* _WHAT YOU ARE ASKED TO DO_
Recast the rows from the beginning through the line containing "158), (107, 159)]" as a Markdown table with a Number column giving each line's position and a Line column holding its text, leaving out blank lines.

Begin INPUT MATERIAL

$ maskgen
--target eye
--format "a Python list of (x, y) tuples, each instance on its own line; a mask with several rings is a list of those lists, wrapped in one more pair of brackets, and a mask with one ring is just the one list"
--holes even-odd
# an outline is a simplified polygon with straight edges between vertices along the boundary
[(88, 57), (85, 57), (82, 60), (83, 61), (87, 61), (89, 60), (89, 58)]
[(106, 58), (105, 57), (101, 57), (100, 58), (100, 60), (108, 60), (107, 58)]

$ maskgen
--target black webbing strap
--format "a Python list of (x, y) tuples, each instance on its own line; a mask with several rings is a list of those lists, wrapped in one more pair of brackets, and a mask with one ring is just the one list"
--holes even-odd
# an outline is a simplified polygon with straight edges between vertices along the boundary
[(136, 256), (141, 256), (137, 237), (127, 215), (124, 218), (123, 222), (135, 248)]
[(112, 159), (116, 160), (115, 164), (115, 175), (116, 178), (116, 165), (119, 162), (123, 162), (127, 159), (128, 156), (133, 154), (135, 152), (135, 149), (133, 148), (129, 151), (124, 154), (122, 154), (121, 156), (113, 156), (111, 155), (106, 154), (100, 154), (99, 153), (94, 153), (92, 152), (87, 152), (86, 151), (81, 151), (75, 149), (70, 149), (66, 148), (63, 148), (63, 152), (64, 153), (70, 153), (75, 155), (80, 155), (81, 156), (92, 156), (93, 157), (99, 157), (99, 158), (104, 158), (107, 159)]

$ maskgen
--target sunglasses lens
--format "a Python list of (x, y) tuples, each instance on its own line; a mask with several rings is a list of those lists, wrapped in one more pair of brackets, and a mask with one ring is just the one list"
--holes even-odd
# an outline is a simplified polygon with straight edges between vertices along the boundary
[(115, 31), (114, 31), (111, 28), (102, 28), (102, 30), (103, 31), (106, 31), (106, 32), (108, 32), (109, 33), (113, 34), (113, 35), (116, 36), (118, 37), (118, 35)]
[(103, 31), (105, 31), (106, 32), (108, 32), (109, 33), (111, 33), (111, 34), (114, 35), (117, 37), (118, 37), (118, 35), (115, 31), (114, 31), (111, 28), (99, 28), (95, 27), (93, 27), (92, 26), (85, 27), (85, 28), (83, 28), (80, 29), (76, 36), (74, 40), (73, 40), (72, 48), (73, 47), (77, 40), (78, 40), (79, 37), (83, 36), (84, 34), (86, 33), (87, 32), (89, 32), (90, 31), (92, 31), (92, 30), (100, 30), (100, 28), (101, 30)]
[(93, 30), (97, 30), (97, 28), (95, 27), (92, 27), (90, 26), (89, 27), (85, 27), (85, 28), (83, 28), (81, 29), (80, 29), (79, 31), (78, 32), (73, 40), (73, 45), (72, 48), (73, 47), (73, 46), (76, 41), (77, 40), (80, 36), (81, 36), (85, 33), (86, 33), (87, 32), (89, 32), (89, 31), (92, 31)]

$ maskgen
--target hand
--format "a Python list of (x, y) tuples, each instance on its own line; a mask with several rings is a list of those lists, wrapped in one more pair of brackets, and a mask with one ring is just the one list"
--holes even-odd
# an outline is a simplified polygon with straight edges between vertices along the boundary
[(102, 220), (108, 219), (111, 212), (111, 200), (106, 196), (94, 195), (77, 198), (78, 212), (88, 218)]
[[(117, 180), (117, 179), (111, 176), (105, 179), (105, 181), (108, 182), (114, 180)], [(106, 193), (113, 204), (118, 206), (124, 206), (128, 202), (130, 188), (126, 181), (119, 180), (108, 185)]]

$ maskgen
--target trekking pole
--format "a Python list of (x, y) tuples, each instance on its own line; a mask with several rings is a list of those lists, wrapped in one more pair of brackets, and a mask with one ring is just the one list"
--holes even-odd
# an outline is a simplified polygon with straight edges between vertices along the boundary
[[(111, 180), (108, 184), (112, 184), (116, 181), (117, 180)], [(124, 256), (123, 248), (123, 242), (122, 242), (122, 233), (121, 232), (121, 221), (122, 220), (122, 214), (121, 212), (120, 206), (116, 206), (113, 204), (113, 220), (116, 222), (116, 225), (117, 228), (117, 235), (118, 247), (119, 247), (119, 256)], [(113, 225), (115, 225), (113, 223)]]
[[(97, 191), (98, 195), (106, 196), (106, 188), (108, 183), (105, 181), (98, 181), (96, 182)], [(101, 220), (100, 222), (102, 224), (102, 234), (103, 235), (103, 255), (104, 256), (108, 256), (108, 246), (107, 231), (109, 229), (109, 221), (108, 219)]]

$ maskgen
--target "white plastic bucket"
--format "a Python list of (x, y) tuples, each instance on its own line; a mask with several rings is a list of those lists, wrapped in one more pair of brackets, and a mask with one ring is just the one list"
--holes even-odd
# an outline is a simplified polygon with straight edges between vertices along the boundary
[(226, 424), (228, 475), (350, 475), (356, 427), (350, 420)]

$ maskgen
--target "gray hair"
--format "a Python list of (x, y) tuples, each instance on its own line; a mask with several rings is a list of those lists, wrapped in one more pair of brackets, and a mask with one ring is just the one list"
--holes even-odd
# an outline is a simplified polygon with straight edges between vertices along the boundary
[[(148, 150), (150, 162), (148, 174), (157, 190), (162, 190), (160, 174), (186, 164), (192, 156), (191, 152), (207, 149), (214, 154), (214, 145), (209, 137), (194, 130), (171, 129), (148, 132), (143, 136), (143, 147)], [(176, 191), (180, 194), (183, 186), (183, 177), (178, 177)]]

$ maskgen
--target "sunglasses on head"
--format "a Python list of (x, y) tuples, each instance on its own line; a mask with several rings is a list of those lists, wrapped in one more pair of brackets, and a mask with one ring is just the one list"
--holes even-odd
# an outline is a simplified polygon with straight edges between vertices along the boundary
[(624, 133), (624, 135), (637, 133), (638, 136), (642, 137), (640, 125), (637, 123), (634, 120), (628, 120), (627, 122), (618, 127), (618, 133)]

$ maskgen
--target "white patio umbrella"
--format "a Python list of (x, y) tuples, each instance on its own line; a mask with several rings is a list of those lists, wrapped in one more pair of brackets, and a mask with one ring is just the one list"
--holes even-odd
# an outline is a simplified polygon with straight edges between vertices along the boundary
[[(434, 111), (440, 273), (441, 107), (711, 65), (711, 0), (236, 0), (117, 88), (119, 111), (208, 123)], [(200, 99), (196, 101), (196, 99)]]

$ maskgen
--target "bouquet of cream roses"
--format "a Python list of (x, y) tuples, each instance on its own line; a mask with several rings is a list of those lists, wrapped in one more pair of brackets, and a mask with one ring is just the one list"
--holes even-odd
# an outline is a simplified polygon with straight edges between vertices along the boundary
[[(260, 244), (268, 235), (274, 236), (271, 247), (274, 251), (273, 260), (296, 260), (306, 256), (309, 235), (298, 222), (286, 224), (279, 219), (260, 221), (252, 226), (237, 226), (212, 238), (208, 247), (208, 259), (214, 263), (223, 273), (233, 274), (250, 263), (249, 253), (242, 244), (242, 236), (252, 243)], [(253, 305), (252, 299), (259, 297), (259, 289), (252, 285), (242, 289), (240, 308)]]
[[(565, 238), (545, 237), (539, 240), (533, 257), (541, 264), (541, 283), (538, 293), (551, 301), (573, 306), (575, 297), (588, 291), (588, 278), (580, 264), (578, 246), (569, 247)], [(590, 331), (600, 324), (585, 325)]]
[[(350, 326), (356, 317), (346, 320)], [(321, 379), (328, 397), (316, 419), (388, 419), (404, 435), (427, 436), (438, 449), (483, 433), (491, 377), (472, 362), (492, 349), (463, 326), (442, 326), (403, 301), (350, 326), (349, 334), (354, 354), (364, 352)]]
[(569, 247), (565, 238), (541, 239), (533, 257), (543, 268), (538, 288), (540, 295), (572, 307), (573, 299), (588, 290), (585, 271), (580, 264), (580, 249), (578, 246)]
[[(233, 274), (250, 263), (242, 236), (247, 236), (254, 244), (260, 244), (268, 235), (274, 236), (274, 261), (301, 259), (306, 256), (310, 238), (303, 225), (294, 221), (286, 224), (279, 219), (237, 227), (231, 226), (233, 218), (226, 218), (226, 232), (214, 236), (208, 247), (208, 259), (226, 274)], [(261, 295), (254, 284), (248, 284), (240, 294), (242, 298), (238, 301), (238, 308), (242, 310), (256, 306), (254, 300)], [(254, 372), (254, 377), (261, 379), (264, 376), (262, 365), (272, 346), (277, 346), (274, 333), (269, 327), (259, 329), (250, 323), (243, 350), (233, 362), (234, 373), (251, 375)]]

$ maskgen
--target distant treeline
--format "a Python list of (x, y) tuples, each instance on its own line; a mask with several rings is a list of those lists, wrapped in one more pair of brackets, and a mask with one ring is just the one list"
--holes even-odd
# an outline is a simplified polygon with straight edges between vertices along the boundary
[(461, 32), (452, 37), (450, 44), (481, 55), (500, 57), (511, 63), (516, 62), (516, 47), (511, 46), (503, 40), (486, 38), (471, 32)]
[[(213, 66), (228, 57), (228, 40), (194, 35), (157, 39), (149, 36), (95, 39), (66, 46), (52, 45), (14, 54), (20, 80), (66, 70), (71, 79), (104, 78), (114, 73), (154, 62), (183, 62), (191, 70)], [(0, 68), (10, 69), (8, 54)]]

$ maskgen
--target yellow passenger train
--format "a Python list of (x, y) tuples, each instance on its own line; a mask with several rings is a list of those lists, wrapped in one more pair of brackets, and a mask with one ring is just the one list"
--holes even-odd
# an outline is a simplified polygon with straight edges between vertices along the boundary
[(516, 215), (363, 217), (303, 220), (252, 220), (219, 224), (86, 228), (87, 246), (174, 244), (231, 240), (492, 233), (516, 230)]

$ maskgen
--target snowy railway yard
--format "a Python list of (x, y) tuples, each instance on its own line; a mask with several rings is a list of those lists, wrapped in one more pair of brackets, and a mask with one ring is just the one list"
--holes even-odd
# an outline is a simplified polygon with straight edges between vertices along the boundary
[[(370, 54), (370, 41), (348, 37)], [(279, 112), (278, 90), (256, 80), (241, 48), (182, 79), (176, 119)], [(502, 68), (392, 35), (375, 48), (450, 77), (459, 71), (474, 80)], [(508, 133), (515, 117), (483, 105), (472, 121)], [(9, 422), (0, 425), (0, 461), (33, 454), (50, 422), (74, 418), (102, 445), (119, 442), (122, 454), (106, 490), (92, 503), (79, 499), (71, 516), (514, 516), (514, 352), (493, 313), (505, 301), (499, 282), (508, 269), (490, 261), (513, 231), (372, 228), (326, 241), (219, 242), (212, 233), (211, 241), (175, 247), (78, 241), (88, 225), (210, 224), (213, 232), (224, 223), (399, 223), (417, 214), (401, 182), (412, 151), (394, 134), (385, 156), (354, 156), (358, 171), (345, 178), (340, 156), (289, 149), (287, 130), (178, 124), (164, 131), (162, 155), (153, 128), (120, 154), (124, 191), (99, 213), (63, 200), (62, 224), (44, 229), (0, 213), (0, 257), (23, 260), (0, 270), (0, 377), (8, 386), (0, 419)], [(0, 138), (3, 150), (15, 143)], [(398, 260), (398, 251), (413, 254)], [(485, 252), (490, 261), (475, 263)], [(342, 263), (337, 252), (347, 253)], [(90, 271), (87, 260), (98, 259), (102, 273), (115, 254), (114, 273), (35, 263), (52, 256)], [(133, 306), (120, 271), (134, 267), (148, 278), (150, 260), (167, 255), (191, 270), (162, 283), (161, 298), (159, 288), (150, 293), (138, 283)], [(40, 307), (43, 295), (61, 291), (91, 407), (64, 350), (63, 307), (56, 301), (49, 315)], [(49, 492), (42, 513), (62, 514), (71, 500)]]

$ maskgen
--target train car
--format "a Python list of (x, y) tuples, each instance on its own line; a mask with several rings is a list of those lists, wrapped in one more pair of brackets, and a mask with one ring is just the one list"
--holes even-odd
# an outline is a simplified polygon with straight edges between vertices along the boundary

End INPUT MATERIAL

* _EXERCISE SOLUTION_
| Number | Line |
|---|---|
| 1 | $ maskgen |
| 2 | --target eye |
| 3 | --format "a Python list of (x, y) tuples, each instance on its own line; a mask with several rings is a list of those lists, wrapped in one more pair of brackets, and a mask with one ring is just the one list" |
| 4 | --holes even-odd |
| 5 | # an outline is a simplified polygon with straight edges between vertices along the boundary |
| 6 | [(88, 57), (85, 57), (82, 60), (83, 61), (87, 61), (89, 60), (89, 58)] |
| 7 | [(106, 58), (105, 57), (101, 57), (100, 58), (100, 60), (108, 60), (107, 58)] |
| 8 | $ maskgen |
| 9 | --target black webbing strap |
| 10 | --format "a Python list of (x, y) tuples, each instance on its own line; a mask with several rings is a list of those lists, wrapped in one more pair of brackets, and a mask with one ring is just the one list" |
| 11 | --holes even-odd |
| 12 | # an outline is a simplified polygon with straight edges between vertices along the boundary |
| 13 | [(136, 256), (141, 256), (137, 237), (127, 215), (124, 218), (123, 222), (135, 248)] |
| 14 | [(112, 159), (116, 160), (115, 164), (115, 175), (116, 178), (116, 165), (119, 162), (123, 162), (127, 159), (128, 156), (133, 154), (135, 152), (135, 149), (133, 148), (129, 151), (124, 154), (122, 154), (121, 156), (113, 156), (111, 155), (106, 154), (100, 154), (99, 153), (94, 153), (92, 152), (87, 152), (86, 151), (81, 151), (75, 149), (70, 149), (66, 148), (63, 148), (63, 152), (64, 153), (70, 153), (75, 155), (80, 155), (81, 156), (92, 156), (93, 157), (99, 157), (99, 158), (104, 158), (107, 159)] |